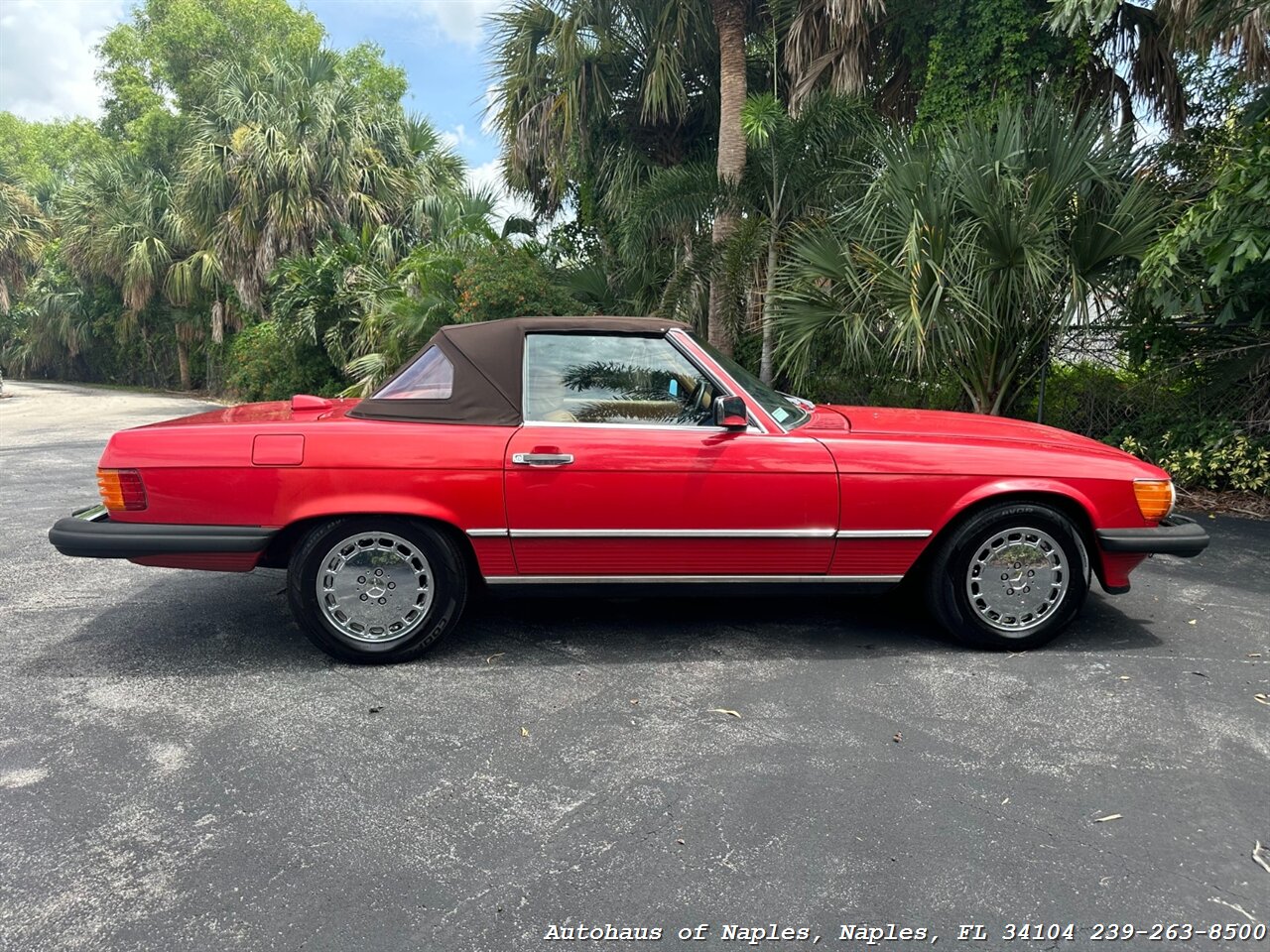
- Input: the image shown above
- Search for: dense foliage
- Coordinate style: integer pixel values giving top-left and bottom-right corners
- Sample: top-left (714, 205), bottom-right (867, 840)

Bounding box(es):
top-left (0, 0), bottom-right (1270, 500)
----------
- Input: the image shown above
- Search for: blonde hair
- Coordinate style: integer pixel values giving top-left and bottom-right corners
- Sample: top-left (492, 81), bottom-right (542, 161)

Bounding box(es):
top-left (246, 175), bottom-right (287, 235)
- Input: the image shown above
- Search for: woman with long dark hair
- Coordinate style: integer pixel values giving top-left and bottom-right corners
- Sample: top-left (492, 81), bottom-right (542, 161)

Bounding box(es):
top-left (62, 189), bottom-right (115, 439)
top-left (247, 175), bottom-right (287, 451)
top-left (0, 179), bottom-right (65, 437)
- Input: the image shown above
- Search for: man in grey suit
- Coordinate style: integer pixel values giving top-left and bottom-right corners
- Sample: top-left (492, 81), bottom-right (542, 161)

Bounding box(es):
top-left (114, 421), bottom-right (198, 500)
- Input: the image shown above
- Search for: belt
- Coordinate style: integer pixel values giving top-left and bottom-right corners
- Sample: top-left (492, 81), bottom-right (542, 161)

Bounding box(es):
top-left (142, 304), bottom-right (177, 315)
----------
* EXERCISE DETAILS *
Please count the lines of the material above that contain the string "Search", treating uppercase and lowercase letters as different. Reply with the number alone.

* THE OUTPUT *
5